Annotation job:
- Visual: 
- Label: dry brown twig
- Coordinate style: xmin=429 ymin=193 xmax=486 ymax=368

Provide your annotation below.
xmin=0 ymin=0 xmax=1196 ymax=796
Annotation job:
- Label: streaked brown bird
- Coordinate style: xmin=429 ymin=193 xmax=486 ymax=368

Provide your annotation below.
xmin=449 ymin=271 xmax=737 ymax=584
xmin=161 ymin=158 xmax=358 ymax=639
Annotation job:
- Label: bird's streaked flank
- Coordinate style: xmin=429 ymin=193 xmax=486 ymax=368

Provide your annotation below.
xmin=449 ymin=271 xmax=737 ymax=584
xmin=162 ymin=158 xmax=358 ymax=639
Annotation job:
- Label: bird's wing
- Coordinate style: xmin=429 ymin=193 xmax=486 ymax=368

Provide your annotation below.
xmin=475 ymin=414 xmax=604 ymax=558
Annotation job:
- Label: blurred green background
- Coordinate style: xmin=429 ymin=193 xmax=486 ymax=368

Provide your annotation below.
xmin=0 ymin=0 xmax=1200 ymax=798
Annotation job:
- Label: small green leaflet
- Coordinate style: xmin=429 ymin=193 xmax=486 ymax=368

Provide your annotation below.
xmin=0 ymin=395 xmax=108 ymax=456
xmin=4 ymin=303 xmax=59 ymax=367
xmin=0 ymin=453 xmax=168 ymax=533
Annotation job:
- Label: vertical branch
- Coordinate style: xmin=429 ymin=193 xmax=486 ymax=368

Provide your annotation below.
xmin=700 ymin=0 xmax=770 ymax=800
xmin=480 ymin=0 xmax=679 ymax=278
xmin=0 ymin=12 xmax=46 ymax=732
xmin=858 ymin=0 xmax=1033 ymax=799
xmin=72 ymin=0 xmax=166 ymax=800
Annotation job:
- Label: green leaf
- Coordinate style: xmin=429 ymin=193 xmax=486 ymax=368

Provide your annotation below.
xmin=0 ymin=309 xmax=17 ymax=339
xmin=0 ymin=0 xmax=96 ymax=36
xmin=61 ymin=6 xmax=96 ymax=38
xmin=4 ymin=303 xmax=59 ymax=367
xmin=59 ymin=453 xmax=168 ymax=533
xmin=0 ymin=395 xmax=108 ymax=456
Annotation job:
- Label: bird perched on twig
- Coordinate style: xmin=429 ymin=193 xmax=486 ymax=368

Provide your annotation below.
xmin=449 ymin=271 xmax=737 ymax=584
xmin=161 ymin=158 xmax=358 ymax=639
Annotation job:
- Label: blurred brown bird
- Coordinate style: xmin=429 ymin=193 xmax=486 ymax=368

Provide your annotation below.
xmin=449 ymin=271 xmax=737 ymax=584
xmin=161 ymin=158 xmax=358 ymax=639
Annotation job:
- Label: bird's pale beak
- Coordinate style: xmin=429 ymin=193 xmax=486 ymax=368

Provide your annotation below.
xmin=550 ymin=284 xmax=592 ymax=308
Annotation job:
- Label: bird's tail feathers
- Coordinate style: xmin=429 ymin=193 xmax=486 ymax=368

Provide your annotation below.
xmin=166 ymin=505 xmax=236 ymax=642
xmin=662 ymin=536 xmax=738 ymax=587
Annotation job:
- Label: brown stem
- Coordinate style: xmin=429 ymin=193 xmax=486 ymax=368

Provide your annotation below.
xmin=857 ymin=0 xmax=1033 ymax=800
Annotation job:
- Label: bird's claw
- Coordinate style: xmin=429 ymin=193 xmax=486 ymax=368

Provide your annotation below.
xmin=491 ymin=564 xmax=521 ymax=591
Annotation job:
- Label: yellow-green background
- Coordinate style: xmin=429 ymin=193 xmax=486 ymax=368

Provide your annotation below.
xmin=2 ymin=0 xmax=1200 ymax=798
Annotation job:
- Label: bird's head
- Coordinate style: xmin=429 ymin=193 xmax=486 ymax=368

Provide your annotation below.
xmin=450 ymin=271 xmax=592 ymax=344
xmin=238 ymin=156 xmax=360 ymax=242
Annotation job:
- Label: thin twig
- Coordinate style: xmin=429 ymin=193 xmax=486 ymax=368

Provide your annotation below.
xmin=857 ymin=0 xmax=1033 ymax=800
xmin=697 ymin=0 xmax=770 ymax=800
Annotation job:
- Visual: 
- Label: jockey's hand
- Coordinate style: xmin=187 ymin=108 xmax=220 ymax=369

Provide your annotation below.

──────────

Collect every line of the items that contains the word "background".

- Label: blurred green background
- Label: yellow-green background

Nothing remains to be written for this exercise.